Pâques 1974 en Sicile à Campobello di Mazara.
Entre deux flâneries dans et autour des temples grecs d'Agrigente et de Ségeste, et avant d'aller rendre visite à Danilo Dolci (l'homme des grèves de la faim et de la lutte contre la mafia), j'ai fait un petit arrêt à Campobello sur la côte sud-ouest de l'île.
Des amis m'avaient suggéré ce léger détour : - "Vous verrez, cette expérience est passionnante, il s'agit d'une véritable commune agricole, fondée par des Siciliens et des italiens venus d'autre régions d'Italie qui sont d'anciens travailleurs migrants ayant travaillé plusieurs années à Genève. C'est dans notre ville qui ont eu l'idée de ce projet."
----------
**EXERCICE A:** Renvoyez chacune des lignes des entrées qui contient le mot « shadow », en tenant compte de la casse.
----------
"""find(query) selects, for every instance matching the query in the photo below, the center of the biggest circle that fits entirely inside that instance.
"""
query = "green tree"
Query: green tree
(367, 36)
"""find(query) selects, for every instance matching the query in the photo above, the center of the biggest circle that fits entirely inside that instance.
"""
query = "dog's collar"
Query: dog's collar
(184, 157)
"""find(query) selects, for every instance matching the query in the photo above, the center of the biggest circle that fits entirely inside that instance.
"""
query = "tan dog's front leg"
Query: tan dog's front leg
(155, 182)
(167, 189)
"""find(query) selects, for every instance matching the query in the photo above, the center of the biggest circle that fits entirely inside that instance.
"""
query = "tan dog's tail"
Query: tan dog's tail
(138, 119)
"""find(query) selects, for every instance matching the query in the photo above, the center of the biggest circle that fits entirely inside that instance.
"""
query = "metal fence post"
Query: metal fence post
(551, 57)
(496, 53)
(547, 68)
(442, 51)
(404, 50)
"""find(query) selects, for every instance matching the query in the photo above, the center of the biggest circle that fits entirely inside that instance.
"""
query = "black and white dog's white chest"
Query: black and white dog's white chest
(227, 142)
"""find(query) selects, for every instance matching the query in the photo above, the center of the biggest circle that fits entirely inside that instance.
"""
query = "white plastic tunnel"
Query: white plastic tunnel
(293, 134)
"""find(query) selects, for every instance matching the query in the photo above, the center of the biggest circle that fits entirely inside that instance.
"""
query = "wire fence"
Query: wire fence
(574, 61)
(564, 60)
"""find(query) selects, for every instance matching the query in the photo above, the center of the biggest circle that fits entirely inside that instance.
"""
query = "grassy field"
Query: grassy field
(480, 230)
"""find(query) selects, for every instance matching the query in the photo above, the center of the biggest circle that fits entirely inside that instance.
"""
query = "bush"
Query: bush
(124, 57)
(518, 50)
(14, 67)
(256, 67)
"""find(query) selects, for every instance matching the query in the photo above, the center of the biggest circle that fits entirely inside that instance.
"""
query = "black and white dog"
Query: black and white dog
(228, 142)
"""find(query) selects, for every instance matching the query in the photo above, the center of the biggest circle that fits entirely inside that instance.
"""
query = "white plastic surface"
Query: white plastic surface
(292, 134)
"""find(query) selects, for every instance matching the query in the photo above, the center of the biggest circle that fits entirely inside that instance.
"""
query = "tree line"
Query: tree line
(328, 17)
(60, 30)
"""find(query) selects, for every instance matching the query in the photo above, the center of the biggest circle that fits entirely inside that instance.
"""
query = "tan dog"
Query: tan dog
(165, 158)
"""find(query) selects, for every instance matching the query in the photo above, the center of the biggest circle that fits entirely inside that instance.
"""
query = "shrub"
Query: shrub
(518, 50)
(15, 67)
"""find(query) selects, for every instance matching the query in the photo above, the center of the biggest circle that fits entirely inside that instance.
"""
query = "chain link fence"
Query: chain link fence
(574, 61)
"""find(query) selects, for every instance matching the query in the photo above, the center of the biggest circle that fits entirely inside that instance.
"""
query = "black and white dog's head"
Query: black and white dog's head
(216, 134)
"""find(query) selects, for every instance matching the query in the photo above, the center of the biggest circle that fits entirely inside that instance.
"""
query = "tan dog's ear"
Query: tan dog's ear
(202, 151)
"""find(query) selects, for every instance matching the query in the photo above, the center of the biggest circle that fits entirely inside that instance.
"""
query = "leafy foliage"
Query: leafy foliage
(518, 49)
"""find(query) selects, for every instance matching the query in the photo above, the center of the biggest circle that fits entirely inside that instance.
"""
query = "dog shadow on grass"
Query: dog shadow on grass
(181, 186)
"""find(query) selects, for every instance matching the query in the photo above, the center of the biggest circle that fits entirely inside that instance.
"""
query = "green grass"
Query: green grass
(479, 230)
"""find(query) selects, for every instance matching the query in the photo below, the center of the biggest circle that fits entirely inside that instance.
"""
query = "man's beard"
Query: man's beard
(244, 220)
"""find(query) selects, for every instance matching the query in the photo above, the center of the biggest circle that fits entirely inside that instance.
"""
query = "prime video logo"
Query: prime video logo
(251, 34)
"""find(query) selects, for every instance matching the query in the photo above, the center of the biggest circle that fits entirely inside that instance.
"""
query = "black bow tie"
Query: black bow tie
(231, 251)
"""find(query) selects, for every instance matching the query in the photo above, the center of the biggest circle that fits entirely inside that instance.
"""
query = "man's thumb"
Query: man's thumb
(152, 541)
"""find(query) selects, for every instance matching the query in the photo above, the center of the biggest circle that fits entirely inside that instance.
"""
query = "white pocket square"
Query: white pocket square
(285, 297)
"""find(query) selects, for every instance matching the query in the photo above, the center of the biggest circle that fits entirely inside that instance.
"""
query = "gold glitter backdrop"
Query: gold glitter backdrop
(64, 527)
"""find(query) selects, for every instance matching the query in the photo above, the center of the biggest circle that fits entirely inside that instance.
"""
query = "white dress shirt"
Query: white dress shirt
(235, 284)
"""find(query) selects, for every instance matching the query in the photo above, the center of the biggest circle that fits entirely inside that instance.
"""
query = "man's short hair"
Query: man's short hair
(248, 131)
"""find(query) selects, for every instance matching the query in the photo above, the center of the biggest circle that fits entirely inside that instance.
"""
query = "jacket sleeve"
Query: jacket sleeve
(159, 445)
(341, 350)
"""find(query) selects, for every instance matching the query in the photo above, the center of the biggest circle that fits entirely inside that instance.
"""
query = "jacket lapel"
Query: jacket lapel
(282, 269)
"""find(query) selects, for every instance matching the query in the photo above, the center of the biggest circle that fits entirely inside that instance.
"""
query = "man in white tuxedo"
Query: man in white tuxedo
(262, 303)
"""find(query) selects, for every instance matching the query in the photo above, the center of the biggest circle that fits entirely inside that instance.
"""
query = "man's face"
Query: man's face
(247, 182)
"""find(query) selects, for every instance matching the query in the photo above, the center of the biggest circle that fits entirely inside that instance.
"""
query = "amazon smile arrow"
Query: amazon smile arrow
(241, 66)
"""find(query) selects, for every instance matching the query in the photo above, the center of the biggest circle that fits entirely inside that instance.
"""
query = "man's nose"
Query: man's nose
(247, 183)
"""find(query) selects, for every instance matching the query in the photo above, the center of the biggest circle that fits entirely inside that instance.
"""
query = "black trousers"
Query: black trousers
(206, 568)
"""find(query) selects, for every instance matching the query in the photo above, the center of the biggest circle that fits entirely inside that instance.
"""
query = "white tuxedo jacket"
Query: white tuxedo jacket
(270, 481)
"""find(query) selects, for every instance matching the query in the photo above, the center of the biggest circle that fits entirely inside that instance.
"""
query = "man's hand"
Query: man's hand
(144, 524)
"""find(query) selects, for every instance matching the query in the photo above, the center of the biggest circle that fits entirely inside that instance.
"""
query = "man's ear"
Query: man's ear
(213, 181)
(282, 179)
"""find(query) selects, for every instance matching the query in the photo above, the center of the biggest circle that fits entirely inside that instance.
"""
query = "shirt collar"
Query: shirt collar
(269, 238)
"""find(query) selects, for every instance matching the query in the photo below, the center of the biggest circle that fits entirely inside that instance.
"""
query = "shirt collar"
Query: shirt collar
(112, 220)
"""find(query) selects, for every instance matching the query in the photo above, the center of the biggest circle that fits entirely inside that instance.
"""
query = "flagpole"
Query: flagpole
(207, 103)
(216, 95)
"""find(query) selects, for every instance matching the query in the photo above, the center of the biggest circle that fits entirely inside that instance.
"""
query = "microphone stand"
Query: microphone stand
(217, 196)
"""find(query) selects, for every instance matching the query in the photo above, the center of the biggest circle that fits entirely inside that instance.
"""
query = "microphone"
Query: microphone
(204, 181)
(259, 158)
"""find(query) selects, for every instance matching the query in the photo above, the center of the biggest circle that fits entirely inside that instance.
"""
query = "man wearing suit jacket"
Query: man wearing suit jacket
----------
**EXERCICE B:** Redonnez à l'identique le passage du récit sur Campobello qui va de « Pâques 1974 en » jusqu'à « sud-ouest de l'île. » inclus.

**CORRIGÉ A:**
query = "dog shadow on grass"
Query: dog shadow on grass

**CORRIGÉ B:**
Pâques 1974 en Sicile à Campobello di Mazara.
Entre deux flâneries dans et autour des temples grecs d'Agrigente et de Ségeste, et avant d'aller rendre visite à Danilo Dolci (l'homme des grèves de la faim et de la lutte contre la mafia), j'ai fait un petit arrêt à Campobello sur la côte sud-ouest de l'île.